Do this | Please render every line of the listing below as a JSON list of strings, one string per line, skipping blank lines and leaving out the pictures.

(Image outline annotation listing)
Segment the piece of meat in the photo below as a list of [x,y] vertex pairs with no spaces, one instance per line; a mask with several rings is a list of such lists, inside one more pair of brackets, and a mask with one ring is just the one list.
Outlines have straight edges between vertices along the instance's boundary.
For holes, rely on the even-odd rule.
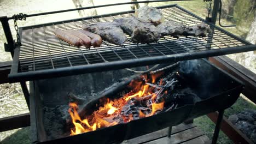
[[79,38],[83,41],[84,45],[86,48],[89,49],[91,47],[91,39],[83,33],[82,33],[77,30],[73,29],[68,29],[65,32]]
[[83,45],[83,41],[79,38],[61,29],[55,29],[54,33],[59,38],[72,45],[80,46]]
[[152,7],[141,7],[135,11],[135,15],[136,17],[149,21],[156,26],[165,20],[161,10]]
[[175,23],[170,21],[164,22],[156,27],[160,32],[162,37],[171,35],[176,38],[179,36],[193,35],[196,37],[206,37],[207,33],[211,33],[211,30],[208,25],[204,23],[186,26],[182,23]]
[[91,44],[92,46],[94,47],[101,46],[101,43],[102,43],[102,39],[101,39],[101,36],[83,29],[79,29],[78,31],[85,34],[91,39]]
[[160,37],[160,33],[155,26],[137,17],[121,18],[114,21],[119,23],[124,32],[131,36],[134,43],[155,42]]
[[184,33],[184,35],[205,37],[207,36],[207,33],[211,33],[212,32],[209,26],[202,22],[200,24],[189,26],[187,31]]
[[118,45],[123,45],[126,41],[124,32],[116,22],[98,22],[88,25],[83,24],[84,30],[100,35],[103,39]]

Task answer |
[
  "Segment the piece of meat in the photo below as a list of [x,y] vertex pairs with no spaces, one instance per line; a mask with several rings is a list of such lists, inside one more pair of brackets, and a mask with one ring is just the one list.",
  "Outlines have straight edges between vertices along the instance's boundary.",
  "For holes, rely on the even-odd rule.",
  "[[79,38],[83,41],[84,45],[86,48],[89,49],[91,47],[91,39],[83,33],[82,33],[77,30],[73,29],[68,29],[65,32]]",
  "[[83,45],[83,41],[79,38],[61,29],[55,29],[54,33],[59,38],[72,45],[80,46]]",
  "[[152,7],[141,7],[135,11],[135,15],[136,17],[149,21],[156,26],[165,20],[161,10]]",
  "[[175,23],[170,21],[164,22],[156,27],[160,32],[162,37],[171,35],[176,38],[179,36],[193,35],[196,37],[206,37],[207,33],[211,33],[211,30],[208,25],[204,23],[186,26],[182,23]]",
  "[[91,44],[92,46],[94,47],[101,46],[101,43],[102,43],[102,39],[101,39],[101,36],[83,29],[79,29],[78,31],[85,34],[91,39]]",
  "[[160,37],[160,33],[155,26],[137,17],[121,18],[114,21],[119,23],[124,32],[131,36],[134,43],[155,42]]",
  "[[184,33],[184,35],[205,37],[207,36],[207,33],[211,33],[212,32],[209,26],[202,22],[200,24],[189,26],[187,31]]",
  "[[118,45],[123,45],[126,41],[124,32],[116,22],[98,22],[88,25],[83,24],[84,30],[100,35],[103,39]]"
]